* [Task prompt]: Make a verbatim copy of all the records.

* [Stored data]:
──────────────────────────────

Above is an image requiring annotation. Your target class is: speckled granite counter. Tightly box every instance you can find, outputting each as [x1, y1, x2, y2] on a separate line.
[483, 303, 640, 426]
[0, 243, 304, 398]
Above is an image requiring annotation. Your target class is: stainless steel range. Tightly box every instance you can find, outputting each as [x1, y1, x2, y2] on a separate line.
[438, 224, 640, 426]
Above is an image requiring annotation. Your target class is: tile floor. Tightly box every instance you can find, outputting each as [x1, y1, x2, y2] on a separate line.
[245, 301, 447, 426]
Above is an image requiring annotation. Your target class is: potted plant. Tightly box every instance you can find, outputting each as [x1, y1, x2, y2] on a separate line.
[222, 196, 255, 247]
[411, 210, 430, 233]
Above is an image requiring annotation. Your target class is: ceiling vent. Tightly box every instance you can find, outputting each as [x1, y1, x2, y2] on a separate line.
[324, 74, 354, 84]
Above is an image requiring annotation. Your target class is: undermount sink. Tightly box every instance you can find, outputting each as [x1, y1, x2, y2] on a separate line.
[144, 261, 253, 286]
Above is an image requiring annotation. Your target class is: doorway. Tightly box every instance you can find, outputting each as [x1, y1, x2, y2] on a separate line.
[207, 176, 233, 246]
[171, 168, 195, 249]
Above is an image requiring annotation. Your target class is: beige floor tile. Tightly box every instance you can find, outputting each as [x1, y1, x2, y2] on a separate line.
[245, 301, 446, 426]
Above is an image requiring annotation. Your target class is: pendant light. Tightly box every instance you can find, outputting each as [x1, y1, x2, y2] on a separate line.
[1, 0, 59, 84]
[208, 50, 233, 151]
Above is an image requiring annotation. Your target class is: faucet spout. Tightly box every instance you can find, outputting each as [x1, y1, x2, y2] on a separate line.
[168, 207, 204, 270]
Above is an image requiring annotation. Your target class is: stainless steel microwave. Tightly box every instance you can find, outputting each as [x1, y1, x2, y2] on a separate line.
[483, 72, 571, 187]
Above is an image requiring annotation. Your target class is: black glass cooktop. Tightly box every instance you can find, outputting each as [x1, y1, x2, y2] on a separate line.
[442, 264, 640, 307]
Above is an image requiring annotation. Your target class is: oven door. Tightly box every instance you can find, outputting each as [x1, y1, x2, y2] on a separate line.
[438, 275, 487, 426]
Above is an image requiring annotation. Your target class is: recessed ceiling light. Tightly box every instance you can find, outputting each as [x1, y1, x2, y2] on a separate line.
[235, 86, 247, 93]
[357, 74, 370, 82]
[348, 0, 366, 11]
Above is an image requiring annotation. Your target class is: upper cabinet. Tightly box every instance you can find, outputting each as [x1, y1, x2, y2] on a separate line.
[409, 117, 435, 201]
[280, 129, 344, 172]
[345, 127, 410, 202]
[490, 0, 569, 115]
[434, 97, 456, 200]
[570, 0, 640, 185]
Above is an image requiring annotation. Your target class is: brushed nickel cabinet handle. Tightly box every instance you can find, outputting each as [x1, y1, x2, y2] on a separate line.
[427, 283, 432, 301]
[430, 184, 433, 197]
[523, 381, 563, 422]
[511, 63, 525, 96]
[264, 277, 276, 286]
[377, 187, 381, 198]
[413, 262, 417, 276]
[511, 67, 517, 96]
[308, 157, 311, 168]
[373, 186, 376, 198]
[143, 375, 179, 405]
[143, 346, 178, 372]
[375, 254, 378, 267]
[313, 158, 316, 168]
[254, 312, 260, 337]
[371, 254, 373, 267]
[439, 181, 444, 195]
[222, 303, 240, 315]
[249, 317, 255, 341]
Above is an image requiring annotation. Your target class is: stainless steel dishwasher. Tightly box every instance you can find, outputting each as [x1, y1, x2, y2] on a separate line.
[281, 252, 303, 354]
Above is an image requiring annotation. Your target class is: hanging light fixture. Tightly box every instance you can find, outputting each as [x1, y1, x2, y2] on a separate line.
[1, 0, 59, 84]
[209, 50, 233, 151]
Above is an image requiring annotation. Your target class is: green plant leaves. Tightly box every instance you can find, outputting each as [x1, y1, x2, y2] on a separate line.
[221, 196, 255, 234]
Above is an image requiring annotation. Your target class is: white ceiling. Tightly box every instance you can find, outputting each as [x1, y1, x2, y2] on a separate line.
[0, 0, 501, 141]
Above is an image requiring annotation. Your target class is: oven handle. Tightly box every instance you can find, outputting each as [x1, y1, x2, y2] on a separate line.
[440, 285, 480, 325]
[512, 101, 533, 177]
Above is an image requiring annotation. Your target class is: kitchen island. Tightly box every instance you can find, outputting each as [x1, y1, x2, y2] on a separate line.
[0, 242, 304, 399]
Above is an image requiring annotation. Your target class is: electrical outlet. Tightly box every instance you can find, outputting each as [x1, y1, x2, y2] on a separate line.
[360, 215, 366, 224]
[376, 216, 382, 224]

──────────────────────────────

* [Answer to the problem]:
Above is an image requiring annotation. Your target class is: speckled granite counter. Tightly box every instance you can find, outputting each as [x1, y1, x2, y2] on a separate line.
[483, 303, 640, 426]
[0, 243, 304, 398]
Above is an image requiring annotation. Your target class is: stainless steel range. Tightly box every instance you can find, outputting each as [x1, y1, x2, y2] on a separate line.
[438, 224, 640, 426]
Above is an image requiring annotation. Your target class is: tile floor. Tightly box every instance you can find, outputting each as [x1, y1, x2, y2] on a separate line.
[245, 301, 447, 426]
Above is an image requiring annotation. Your target class is: potted plant. Tightly box every instance you can find, outputting each as [x1, y1, x2, y2] on a separate line.
[222, 196, 255, 247]
[411, 210, 430, 233]
Above is an image requiring annotation. Your target class is: ceiling vent. Tightly box every instance you can find, outputting each as [x1, y1, x2, y2] on a separate line.
[324, 74, 354, 84]
Above is an image requiring annotation. Your target class is: undermount sink. Tightly box every instance you can find, outputting each as [x1, y1, x2, y2] on a separate line.
[144, 261, 253, 286]
Above is an image requiring annotation. Your target class is: doorway. Tightly box every instance you can find, outputting each as [x1, y1, x2, y2] on a separate line.
[207, 176, 233, 246]
[171, 168, 195, 249]
Above is an image requiring annotation. Your target class is: beige floor tile. Tightly box every instance you can find, outputting each as [x1, y1, x2, y2] on a separate line.
[245, 301, 446, 426]
Above is an image requiring annotation. Your target class is: pendant light. Tightly box every instance you can find, outputting each as [x1, y1, x2, y2] on a separate line.
[1, 0, 59, 84]
[208, 50, 233, 151]
Above is an image requiring annotation. Your target class is: faucet spout. Tightly box every instance you can find, outputting each as [x1, y1, x2, y2] on a separate line.
[168, 207, 204, 270]
Above is an image requiring annotation. Your target class is: stainless steel microwave. Tightly box every instance you can find, outputting each as [x1, y1, x2, y2] on a separate line.
[483, 72, 571, 187]
Above is an image requiring annotation. Your target class is: black glass cooktop. Tightly box every instance you can find, outputting each as [x1, y1, x2, y2] on a separate line.
[442, 264, 640, 307]
Above is an image requiring annotation. Your target class is: oven door. Tightly box every instance you can find, outputting each as [x1, y1, x2, y2] on a separate line.
[438, 275, 487, 426]
Above is an image requiring annotation. Your target class is: recessed ceiling light. Tightly box every instance you can find, outputting each as [x1, y1, x2, y2] on a separate line.
[235, 86, 247, 93]
[357, 74, 370, 82]
[348, 0, 366, 11]
Above is an image requiring annotation. Your target class is: upper cabinet. Tightly box every instance you can find, outputting each as [x1, y1, x2, y2] on a separate line.
[409, 117, 435, 201]
[280, 129, 344, 172]
[345, 127, 410, 202]
[490, 0, 569, 115]
[434, 97, 456, 200]
[570, 0, 640, 185]
Above is an image requiring annotation. Your target class is: brushed nickel cabinet handle. Tightly box every instance you can find, outputting each as [x1, y1, x2, y2] on a separate line.
[427, 283, 432, 301]
[430, 184, 433, 197]
[523, 381, 563, 422]
[511, 63, 525, 96]
[264, 277, 276, 286]
[377, 187, 381, 198]
[413, 262, 417, 276]
[511, 67, 517, 96]
[308, 157, 311, 168]
[373, 186, 376, 198]
[143, 375, 179, 405]
[143, 346, 178, 372]
[375, 254, 378, 267]
[313, 158, 316, 168]
[254, 312, 260, 337]
[371, 254, 373, 267]
[439, 181, 444, 195]
[222, 303, 240, 315]
[249, 317, 255, 341]
Above is an image requiring annotation. Your target class is: stainless steel dishwasher. Tightly box every instance you can find, outputting each as [x1, y1, x2, y2] on a separate line.
[281, 252, 303, 354]
Above is an image requiring annotation. Your target class is: hanging light fixture. Tightly box every instance you can find, outputting each as [x1, y1, x2, y2] on a separate line.
[1, 0, 59, 84]
[209, 50, 233, 151]
Above is an image requiring annotation. Your target class is: green plant leaves. Tightly box every instance you can find, outputting each as [x1, y1, x2, y2] on a separate line.
[221, 196, 255, 234]
Above is an image requiring annotation. Your target class is: white ceiling. Tightly box every instance you can find, outputting each as [x1, y1, x2, y2] on a separate line.
[0, 0, 501, 141]
Above is an image requiring annotation. Your target class is: oven handle. Tightly box every instance you can find, outputting each as [x1, y1, x2, y2] on a separate line.
[440, 285, 480, 325]
[512, 101, 533, 177]
Above is an image requiring annotation. Your target class is: kitchen island. Tightly box every instance you can find, outputting each as [x1, y1, x2, y2] on a separate line.
[0, 242, 304, 399]
Above is an image requiring annotation. Your target class is: electrical outlet. Tightly box every instance you can find, outputting each as [x1, y1, x2, y2] on a separate line.
[360, 215, 366, 224]
[376, 216, 382, 224]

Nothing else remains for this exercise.